[Dataset excerpts on object pointing]
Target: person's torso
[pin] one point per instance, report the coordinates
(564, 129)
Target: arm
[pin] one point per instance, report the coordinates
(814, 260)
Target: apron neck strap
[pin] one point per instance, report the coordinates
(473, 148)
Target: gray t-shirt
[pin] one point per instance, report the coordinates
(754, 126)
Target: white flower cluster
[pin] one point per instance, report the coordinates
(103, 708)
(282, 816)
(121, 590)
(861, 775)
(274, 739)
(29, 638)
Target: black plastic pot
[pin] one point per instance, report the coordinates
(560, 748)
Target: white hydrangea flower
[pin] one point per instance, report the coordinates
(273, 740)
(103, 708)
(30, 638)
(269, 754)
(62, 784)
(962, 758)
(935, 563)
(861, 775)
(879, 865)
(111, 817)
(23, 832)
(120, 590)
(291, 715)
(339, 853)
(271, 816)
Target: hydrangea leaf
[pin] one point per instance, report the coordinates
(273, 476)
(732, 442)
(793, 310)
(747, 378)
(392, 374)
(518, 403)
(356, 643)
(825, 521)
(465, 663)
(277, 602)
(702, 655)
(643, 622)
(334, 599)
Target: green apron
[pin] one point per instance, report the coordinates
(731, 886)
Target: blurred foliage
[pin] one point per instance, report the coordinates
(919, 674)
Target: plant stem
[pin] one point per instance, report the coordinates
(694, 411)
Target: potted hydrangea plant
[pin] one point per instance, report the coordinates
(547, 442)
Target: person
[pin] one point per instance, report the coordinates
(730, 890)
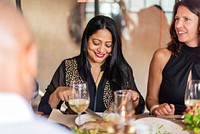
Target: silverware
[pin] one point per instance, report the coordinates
(92, 113)
(172, 117)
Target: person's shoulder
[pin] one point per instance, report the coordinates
(162, 53)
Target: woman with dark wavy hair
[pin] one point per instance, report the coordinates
(172, 67)
(100, 63)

## Directions
Copy the entries above faithfully and omit every image.

## Solution for this task
Target: person's torso
[pin] one point per instance, report the coordinates
(564, 129)
Target: arm
[pin] one point per instance, report the coordinates
(814, 260)
Target: apron neck strap
[pin] one point per instance, report the coordinates
(473, 148)
Target: gray t-shirt
[pin] one point per instance, report the coordinates
(754, 126)
Target: white flower cluster
[pin] one point per instance, report the coordinates
(103, 708)
(282, 816)
(121, 590)
(861, 775)
(274, 739)
(29, 638)
Target: black plastic pot
[pin] one point per instance, report the coordinates
(560, 748)
Target: white hydrangea flower
[pin] one point per instance, report the coordinates
(273, 740)
(103, 708)
(30, 638)
(269, 754)
(62, 784)
(962, 758)
(935, 563)
(861, 775)
(879, 865)
(111, 817)
(23, 832)
(120, 590)
(291, 715)
(339, 853)
(271, 816)
Target: hydrangea leaf
[pin] one point per instance, report the coordinates
(273, 476)
(732, 442)
(793, 310)
(747, 378)
(392, 374)
(518, 403)
(356, 643)
(825, 521)
(465, 663)
(277, 602)
(702, 655)
(643, 622)
(334, 599)
Target: green apron
[pin] one point per instance, report the coordinates
(731, 886)
Target: blurred foliage
[pin] one point per instance, report the coordinates
(919, 674)
Target: plant stem
[pin] one point per instance, report the coordinates
(694, 411)
Target: potted hydrangea plant
[pin] one point per instance, report the coordinates
(547, 442)
Target: person
[pin] one point per instance, report the coordinates
(730, 890)
Target: silverware
[pin] one point per instance, report the coordinates
(92, 113)
(172, 117)
Target: person's shoulder
[pin] one point per instance, report the coordinates
(162, 53)
Target: woman with dark wavy hair
[pin] one point per instance, report the coordinates
(172, 67)
(100, 63)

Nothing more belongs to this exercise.